## TEXT SECTION
# Nikon D3200 Photos Blurry



## Seiorai

Hi everyone!

I am a total newbie to digital photography (just bought my first DSLR, a Nikon D3200 a few days ago) and I am facing a blur issue or two that most likely are caused by me not knowing how to use the camera (I hope). I tried looking on Google for a solution but could find none that would actively help.

So first thing's first: the camera came with the standard 18-55 lens. No matter  how far away the object that I want to photograph is, turning my lens from 18 to 55 doesn't help because it simply produces a blurry image, instead of bringing it closer (as I think it should?). And I'm not talking 2-meter away object, I'm talking 500+m-away. Both foreground and background, so can't say it focused on something close and blurred the background...Tried both Autofocus and Manual, but maybe I'm still dong something wrong?

Second in line is the end-product blur. Here is a photo taken the other day  and it looks horrible. I was standing still, holding my breath and holding the camera as the User Manual instructs, to provide max stability. Here is the EXIF data for it which is mostly alien-ish to me since like I said I am new to all this. The lens's VR was on too. Autofocus was on (the A/M slider on the lens). Photo size/quality was Normal/Fine.

Basically out of 700+ photos, about 30-40 are decently usable and you can make out something, the rest are a blurry mess where you have to zoom out/resize to 10% to see a decently clear picture. I have to specify that these were all taken using the same method: camera hold as User Manual instructs, firm on my feet and holding my breath. Even when trying to catch a writing (name) on a jacket 6 ft. away from me, with minimum zoom (18), the name is blurry/unreadable...

I'd really appreciate any help with this, and if I can provide any more info please say.

Thanks in advance!
*
Edit: Here is one of the sharpest pictures for comparison*


----------



## Juga

It is VERY far out of focus. Did you check your diopter?


----------



## elementgs

"Focus Mode: Manual" (From your exif)


Check the lens again. Make sure nothing is locking the focus ring in place.

You're firing in manual.


----------



## Seiorai

Juga said:


> It is VERY far out of focus. Did you check your diopter?



I turned it from left to right but it looked more in focus at the normal setting, right in the middle of +&-. Once in the middle, it wouldn't turn from right to left at all so I just left it in the middle since it was clear anyway?





elementgs said:


> "Focus Mode: Manual" (From your exif)
> 
> 
> Check the lens again. Make sure nothing is locking the focus ring in place.
> 
> You're firing in manual.



I set it to manual from the camera, but it was set to A from the slider on the lens? Even in manual, I tried to rotate the lens to get a clear focus and the only clear focus was at 18-20 tops. And though it looked clear on the viewfinder, it's..really blurry in the final photo?

## DATA BLOCK
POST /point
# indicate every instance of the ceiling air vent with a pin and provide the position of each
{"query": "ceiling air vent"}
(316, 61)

## GIVEN PROBLEM
In the thread about the Nikon D3200 blur problem, which lens came with the camera?

## OUTPUT FOR THIS TASK
The standard 18-55 lens.